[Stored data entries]
☆ ☆ ☆ ☆ ☆
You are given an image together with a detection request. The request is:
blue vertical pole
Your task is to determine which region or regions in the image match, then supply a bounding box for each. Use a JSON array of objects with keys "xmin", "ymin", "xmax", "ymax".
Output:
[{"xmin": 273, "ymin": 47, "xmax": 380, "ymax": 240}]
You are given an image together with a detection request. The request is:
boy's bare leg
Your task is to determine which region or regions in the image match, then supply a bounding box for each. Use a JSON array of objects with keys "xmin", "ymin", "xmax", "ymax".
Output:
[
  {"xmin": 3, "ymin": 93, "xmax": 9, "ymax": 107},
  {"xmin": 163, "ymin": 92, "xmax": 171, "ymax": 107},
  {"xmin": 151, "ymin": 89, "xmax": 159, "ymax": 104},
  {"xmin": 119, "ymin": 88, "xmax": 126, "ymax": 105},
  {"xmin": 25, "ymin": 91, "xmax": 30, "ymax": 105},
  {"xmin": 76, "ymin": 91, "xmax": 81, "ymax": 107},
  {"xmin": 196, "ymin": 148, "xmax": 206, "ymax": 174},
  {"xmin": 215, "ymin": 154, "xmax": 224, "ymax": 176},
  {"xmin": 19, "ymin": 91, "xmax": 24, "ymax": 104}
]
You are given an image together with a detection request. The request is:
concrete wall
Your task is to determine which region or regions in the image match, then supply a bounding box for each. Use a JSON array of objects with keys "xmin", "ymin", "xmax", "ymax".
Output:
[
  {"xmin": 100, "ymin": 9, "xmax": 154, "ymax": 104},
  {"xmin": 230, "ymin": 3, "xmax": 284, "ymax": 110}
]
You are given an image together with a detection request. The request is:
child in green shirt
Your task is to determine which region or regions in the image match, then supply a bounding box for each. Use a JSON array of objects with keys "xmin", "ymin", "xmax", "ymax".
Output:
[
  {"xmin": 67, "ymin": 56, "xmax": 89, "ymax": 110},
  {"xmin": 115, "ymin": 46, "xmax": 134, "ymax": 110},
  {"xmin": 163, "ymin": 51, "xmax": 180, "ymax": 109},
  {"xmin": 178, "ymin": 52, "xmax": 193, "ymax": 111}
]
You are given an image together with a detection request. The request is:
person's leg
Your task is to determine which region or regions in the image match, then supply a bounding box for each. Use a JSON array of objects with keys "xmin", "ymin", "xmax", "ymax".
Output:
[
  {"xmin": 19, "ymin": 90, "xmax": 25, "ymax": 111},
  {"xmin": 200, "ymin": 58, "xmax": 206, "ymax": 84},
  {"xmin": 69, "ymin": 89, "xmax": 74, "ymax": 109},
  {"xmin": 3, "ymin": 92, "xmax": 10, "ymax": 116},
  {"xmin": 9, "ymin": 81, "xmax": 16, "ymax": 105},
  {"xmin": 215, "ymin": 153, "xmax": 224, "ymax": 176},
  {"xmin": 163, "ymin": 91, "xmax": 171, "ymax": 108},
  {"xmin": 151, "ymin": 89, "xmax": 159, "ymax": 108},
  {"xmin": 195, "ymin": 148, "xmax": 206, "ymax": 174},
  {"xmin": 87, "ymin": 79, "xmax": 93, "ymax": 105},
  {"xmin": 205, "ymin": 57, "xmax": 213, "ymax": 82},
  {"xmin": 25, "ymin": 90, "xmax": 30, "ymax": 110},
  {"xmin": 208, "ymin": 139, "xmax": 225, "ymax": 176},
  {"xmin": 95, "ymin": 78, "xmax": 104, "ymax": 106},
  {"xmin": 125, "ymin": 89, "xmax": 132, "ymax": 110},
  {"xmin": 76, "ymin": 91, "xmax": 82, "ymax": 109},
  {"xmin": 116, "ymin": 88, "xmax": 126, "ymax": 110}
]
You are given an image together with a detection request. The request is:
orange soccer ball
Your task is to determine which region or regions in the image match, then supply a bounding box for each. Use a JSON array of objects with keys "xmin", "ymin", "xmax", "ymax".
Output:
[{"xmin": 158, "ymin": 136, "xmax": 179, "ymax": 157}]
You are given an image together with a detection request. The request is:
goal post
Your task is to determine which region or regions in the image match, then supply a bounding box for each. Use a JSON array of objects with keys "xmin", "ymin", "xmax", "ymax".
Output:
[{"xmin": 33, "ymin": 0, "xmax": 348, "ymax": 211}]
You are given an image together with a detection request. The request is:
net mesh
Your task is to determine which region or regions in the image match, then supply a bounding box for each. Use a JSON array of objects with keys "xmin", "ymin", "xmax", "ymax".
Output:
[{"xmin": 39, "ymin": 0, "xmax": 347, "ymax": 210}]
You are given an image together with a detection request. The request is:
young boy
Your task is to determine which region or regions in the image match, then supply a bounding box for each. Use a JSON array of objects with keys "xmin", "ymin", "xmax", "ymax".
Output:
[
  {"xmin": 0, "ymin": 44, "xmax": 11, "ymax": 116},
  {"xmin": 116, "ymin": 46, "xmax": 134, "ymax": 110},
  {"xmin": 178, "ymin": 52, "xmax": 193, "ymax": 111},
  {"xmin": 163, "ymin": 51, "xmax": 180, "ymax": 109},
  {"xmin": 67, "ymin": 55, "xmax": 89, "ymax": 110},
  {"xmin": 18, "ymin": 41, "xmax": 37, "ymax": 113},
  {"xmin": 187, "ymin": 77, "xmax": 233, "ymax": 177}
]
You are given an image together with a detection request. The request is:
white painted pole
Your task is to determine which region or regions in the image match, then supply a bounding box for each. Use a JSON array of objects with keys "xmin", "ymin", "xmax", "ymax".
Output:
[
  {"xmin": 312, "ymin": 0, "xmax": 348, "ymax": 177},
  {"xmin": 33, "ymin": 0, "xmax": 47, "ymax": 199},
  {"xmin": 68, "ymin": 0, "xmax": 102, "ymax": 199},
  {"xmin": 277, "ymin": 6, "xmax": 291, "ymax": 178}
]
☆ ☆ ☆ ☆ ☆
▸ **Problem description**:
All records shown above are to be output exactly.

▸ **Task response**:
You are given an image together with a detection request. The request is:
blue vertical pole
Your task is to determine which region or regions in the image match, then supply a bounding box for each. Use a JSON array of objects with keys "xmin", "ymin", "xmax", "ymax".
Output:
[{"xmin": 273, "ymin": 47, "xmax": 380, "ymax": 240}]
You are given an image together with a detection request. The request is:
boy's bare leg
Your task is to determine which region or regions in the image match, then supply a bounding box for each. Use a JSON array of objects with keys "xmin", "ymin", "xmax", "ymax".
Output:
[
  {"xmin": 3, "ymin": 93, "xmax": 9, "ymax": 107},
  {"xmin": 163, "ymin": 92, "xmax": 171, "ymax": 107},
  {"xmin": 151, "ymin": 89, "xmax": 159, "ymax": 104},
  {"xmin": 119, "ymin": 88, "xmax": 126, "ymax": 105},
  {"xmin": 25, "ymin": 91, "xmax": 30, "ymax": 105},
  {"xmin": 76, "ymin": 91, "xmax": 81, "ymax": 107},
  {"xmin": 196, "ymin": 148, "xmax": 206, "ymax": 174},
  {"xmin": 215, "ymin": 154, "xmax": 224, "ymax": 176},
  {"xmin": 19, "ymin": 91, "xmax": 24, "ymax": 104}
]
You are given an image together with a detection request. The request is:
concrete wall
Your task is to determine which region or regions in the image match, then supply a bounding box for each. Use a JSON array of objects with keys "xmin", "ymin", "xmax", "ymax".
Output:
[
  {"xmin": 100, "ymin": 9, "xmax": 154, "ymax": 104},
  {"xmin": 230, "ymin": 3, "xmax": 284, "ymax": 110}
]
You are given an image together with a detection request. The request is:
child in green shirt
Your task is to determine which region or regions in the image match, then supply a bounding box for each. Use a JSON array of objects with keys "xmin", "ymin", "xmax", "ymax".
Output:
[
  {"xmin": 67, "ymin": 56, "xmax": 89, "ymax": 110},
  {"xmin": 115, "ymin": 46, "xmax": 134, "ymax": 110},
  {"xmin": 163, "ymin": 51, "xmax": 180, "ymax": 109},
  {"xmin": 178, "ymin": 52, "xmax": 193, "ymax": 111}
]
You are given an image together with a detection request. The request is:
person's leg
Your task is to determine which region or regions in the image match, then supply a bounding box for each. Use a JSON array of objects with keys "xmin", "ymin", "xmax", "ymax".
Output:
[
  {"xmin": 19, "ymin": 90, "xmax": 25, "ymax": 111},
  {"xmin": 200, "ymin": 58, "xmax": 206, "ymax": 84},
  {"xmin": 69, "ymin": 89, "xmax": 74, "ymax": 109},
  {"xmin": 3, "ymin": 92, "xmax": 10, "ymax": 116},
  {"xmin": 9, "ymin": 81, "xmax": 16, "ymax": 105},
  {"xmin": 215, "ymin": 153, "xmax": 224, "ymax": 176},
  {"xmin": 163, "ymin": 91, "xmax": 171, "ymax": 108},
  {"xmin": 151, "ymin": 89, "xmax": 159, "ymax": 108},
  {"xmin": 195, "ymin": 148, "xmax": 206, "ymax": 174},
  {"xmin": 87, "ymin": 79, "xmax": 93, "ymax": 105},
  {"xmin": 205, "ymin": 57, "xmax": 213, "ymax": 82},
  {"xmin": 25, "ymin": 90, "xmax": 30, "ymax": 110},
  {"xmin": 208, "ymin": 139, "xmax": 225, "ymax": 176},
  {"xmin": 95, "ymin": 78, "xmax": 104, "ymax": 106},
  {"xmin": 125, "ymin": 89, "xmax": 132, "ymax": 110},
  {"xmin": 76, "ymin": 91, "xmax": 82, "ymax": 109},
  {"xmin": 116, "ymin": 88, "xmax": 126, "ymax": 110}
]
You are given an image together with a detection request. The request is:
orange soccer ball
Your task is to determine which region or regions in the image match, then supply a bounding box for each. Use a JSON array of objects with keys "xmin", "ymin", "xmax", "ymax".
Output:
[{"xmin": 158, "ymin": 136, "xmax": 179, "ymax": 157}]
You are given an image together with a detection request. The request is:
goal post
Your task is to determine which region or regions in the image match, then supply a bounding box for each. Use a JSON array of objects with keys "xmin", "ymin", "xmax", "ymax".
Output:
[{"xmin": 33, "ymin": 0, "xmax": 348, "ymax": 211}]
You are given an image together with a detection request. The request is:
net mesh
Your task is to determine which region or regions in the image match, then supply a bounding box for each. Use a JSON array of objects with keys "xmin", "ymin", "xmax", "ymax".
Output:
[{"xmin": 39, "ymin": 0, "xmax": 347, "ymax": 210}]
You are given an image together with a detection request. The request is:
young boy
Your task is to determine which region or regions in the image match, then supply a bounding box for each. Use a JSON array of objects with keys "xmin", "ymin", "xmax", "ymax".
Output:
[
  {"xmin": 0, "ymin": 44, "xmax": 11, "ymax": 116},
  {"xmin": 116, "ymin": 46, "xmax": 134, "ymax": 110},
  {"xmin": 178, "ymin": 52, "xmax": 193, "ymax": 111},
  {"xmin": 163, "ymin": 51, "xmax": 180, "ymax": 109},
  {"xmin": 67, "ymin": 55, "xmax": 89, "ymax": 110},
  {"xmin": 18, "ymin": 41, "xmax": 37, "ymax": 113},
  {"xmin": 187, "ymin": 77, "xmax": 233, "ymax": 177}
]
You are given an image together with a detection request. The request is:
white painted pole
Your task is to determine which region or regions in the image match, then supply a bounding box for each. Use a JSON array of objects with keys "xmin", "ymin", "xmax", "ymax".
Output:
[
  {"xmin": 312, "ymin": 0, "xmax": 348, "ymax": 177},
  {"xmin": 33, "ymin": 0, "xmax": 47, "ymax": 199},
  {"xmin": 68, "ymin": 0, "xmax": 102, "ymax": 199},
  {"xmin": 277, "ymin": 6, "xmax": 291, "ymax": 178}
]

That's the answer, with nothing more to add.